*Material to process:*
▶

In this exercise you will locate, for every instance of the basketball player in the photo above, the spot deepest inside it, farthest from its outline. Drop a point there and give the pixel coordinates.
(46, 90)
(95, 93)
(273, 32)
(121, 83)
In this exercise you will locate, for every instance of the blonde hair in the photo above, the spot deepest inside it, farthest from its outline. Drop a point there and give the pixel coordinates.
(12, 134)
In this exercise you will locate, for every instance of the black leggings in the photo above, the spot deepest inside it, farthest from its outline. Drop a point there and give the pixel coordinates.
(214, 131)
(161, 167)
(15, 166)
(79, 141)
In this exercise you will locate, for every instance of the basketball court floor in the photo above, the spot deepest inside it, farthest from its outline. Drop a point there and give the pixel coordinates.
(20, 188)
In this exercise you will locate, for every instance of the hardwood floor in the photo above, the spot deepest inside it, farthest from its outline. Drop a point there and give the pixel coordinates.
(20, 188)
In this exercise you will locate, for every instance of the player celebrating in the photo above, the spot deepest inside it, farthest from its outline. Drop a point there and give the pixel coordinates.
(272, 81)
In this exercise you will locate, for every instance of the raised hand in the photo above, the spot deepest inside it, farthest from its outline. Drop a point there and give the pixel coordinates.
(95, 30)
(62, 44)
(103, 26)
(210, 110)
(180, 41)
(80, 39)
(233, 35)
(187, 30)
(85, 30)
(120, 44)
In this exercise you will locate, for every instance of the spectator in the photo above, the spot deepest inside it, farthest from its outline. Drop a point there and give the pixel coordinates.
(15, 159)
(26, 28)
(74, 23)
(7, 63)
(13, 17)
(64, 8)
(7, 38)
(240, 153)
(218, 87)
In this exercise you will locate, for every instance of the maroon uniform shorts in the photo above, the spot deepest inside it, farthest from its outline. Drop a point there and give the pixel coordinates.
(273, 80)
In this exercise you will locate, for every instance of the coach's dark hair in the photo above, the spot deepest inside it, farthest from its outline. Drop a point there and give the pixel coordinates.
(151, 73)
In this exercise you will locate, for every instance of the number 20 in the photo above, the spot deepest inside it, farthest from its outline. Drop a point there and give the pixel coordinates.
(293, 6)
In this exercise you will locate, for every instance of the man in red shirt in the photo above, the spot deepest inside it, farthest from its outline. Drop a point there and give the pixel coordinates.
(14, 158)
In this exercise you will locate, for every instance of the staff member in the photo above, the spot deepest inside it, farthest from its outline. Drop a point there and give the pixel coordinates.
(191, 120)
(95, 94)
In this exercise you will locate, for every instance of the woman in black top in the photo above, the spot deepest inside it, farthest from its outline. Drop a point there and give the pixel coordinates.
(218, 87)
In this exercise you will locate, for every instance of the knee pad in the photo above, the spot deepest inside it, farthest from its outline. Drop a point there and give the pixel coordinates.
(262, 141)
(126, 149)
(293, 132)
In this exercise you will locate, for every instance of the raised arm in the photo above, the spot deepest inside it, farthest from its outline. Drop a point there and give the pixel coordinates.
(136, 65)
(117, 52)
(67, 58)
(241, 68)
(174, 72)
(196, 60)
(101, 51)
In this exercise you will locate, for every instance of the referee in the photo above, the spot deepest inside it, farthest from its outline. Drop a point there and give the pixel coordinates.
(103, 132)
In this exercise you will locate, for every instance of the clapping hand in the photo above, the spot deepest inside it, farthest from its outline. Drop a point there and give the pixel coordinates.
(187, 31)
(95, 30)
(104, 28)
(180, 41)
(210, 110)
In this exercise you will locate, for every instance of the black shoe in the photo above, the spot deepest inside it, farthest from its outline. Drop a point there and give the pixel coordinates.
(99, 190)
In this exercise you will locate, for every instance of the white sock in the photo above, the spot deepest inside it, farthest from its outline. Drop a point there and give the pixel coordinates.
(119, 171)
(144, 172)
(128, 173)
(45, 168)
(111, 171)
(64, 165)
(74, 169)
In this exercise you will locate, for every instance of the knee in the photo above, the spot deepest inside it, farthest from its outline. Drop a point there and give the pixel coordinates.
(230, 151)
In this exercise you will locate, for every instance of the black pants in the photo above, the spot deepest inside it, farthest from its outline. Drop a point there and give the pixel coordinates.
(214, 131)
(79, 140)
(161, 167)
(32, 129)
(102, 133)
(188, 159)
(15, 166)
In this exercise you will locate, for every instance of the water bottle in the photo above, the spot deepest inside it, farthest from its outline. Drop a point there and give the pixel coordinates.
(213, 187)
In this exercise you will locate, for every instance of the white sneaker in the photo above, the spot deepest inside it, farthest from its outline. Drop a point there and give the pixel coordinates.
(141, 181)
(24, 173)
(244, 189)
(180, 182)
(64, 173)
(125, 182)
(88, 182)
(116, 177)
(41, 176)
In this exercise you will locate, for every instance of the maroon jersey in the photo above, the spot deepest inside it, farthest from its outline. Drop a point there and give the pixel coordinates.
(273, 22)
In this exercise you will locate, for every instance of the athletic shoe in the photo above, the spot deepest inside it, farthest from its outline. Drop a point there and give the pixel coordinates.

◀

*What is required:* Once more, write down the full material exactly as it appears.

*Response box:*
In this exercise you will locate, for every instance of the basketball player in the photo above, the spot deepest inside it, farthest from its outline. Drop a point there and give the pixel coordinates.
(46, 90)
(95, 93)
(273, 32)
(121, 83)
In this exercise you will locate, for every instance of the blonde hair in the photo above, the spot deepest inside it, farthest from its outline. Drop a point there and give the pixel coordinates.
(12, 134)
In this exercise you will locate, for every instance of the black leggings in the photo above, the spot deepest inside it, farthest from its outline. Drop a point there and give the pixel coordinates.
(214, 131)
(161, 167)
(15, 166)
(79, 141)
In this exercise you will locate, for every instance of the basketball court floor in the photo above, the spot deepest inside it, farthest from its outline. Drop a point there and give the pixel coordinates.
(20, 188)
In this exercise you will locate, for every instance of the hardwood floor in the photo above, the spot deepest inside it, farthest from its outline. Drop a point there and give the pixel coordinates.
(20, 188)
In this exercise you will locate, for every instance of the player celebrating in the photo above, the spot deepest inside it, farthest from its outline. Drop a point there and give the pixel coordinates.
(272, 81)
In this exercise you will locate, for every instance of the raised hand in the photo above, the spot deepest inside it, farthest from its outline. Drop a point there and give the pixel coordinates.
(95, 30)
(62, 44)
(103, 26)
(210, 110)
(180, 41)
(80, 39)
(233, 35)
(187, 30)
(85, 30)
(120, 44)
In this exercise you will locate, for every instance of the spectator in the photo above, the spot deepest inside it, farthest from its outline. Drop a point there and give the pixel coordinates.
(15, 159)
(26, 28)
(74, 23)
(7, 63)
(13, 17)
(64, 8)
(7, 38)
(240, 153)
(218, 87)
In this exercise you will locate, for every instance of the maroon uniform shorts in the photo above, the spot deepest inside it, farthest from its outline. Drop a point there and give the pixel coordinates.
(273, 80)
In this exercise you will locate, for every instance of the coach's dark hair in the photo above, the spot deepest inside it, farthest from its outline. Drop a point there and give the pixel coordinates.
(151, 73)
In this exercise you will locate, for every instance of the number 20 in the photo above, the spot deepest inside it, farthest from its outline. Drop a point there and give the pixel coordinates.
(293, 6)
In this exercise you will locate, for every instance of the man in red shirt in the photo above, the spot deepest inside it, farthest from its outline. Drop a point there and give the pixel coordinates.
(14, 158)
In this exercise you will locate, for every instance of the staff member in the photo above, the spot deepest inside it, farthest from its outline. Drop a point there and give the pixel coordinates.
(191, 120)
(95, 94)
In this exercise you will locate, for every instance of the woman in black top in the photo above, the spot deepest inside it, farthest from its outline. Drop a point there and give the pixel coordinates.
(218, 87)
In this exercise you will locate, for every instance of the knee pad in the photo above, the spot deepest inside it, farthest from its outline. Drop a point there and give the pixel coordinates.
(262, 141)
(126, 149)
(293, 132)
In this exercise you will locate, for every instance of the raised arm in the photo above, the spot deepest inside it, farthest from its outline. Drop a point there and give the pixel coordinates.
(136, 65)
(117, 52)
(67, 58)
(241, 68)
(174, 72)
(196, 60)
(101, 51)
In this exercise you will locate, for every instance of the referee in the photo above, the spot deepest inside it, farthest from its outline. Drop a point there and give the pixel coordinates.
(103, 132)
In this exercise you will locate, for every instance of the clapping hand in the photo above, the spot deepest inside it, farthest from its outline. Drop a point there and give the pixel coordinates.
(187, 31)
(95, 30)
(104, 28)
(180, 41)
(210, 110)
In this exercise you will locate, for every instance of the black shoe in the photo above, the spot deepest inside it, farthest from its outline. Drop a point there and give the pixel coordinates.
(99, 190)
In this exercise you will locate, for every instance of the white sock in the photo above, the spot deepest inside it, farthest from its outline. Drop a point there and give the pixel coordinates.
(119, 171)
(144, 172)
(128, 173)
(45, 168)
(111, 171)
(64, 165)
(74, 169)
In this exercise you will locate, for every instance of the knee in the photo above, the spot deepest inside it, farthest from its outline. Drop a point there and give the pixel coordinates.
(230, 151)
In this exercise you will locate, for every instance of the black pants in the photo above, the spot deepest inside it, farthest from its outline. Drop a point there and give the pixel coordinates.
(214, 131)
(79, 140)
(161, 167)
(32, 129)
(102, 133)
(188, 159)
(15, 166)
In this exercise you will locate, for every instance of the water bottle in the photo above, the spot deepest inside it, farthest from its outline. Drop a point there and give the pixel coordinates.
(213, 187)
In this exercise you will locate, for every instance of the white sneaker in the photo above, the spot deepest inside it, farthest from its outline. Drop a point there and give the pixel coordinates.
(141, 181)
(24, 173)
(244, 189)
(180, 182)
(64, 173)
(125, 182)
(88, 182)
(116, 177)
(41, 176)
In this exercise you will locate, for every instance of the maroon jersey in the photo above, the spot deepest inside it, farthest from its outline. Drop a point there and give the pixel coordinates.
(273, 22)
In this exercise you will locate, for every instance of the athletic shoe in the photo above, the spot deepest inside it, farthest from its outline. Drop a point there and give the pixel coordinates.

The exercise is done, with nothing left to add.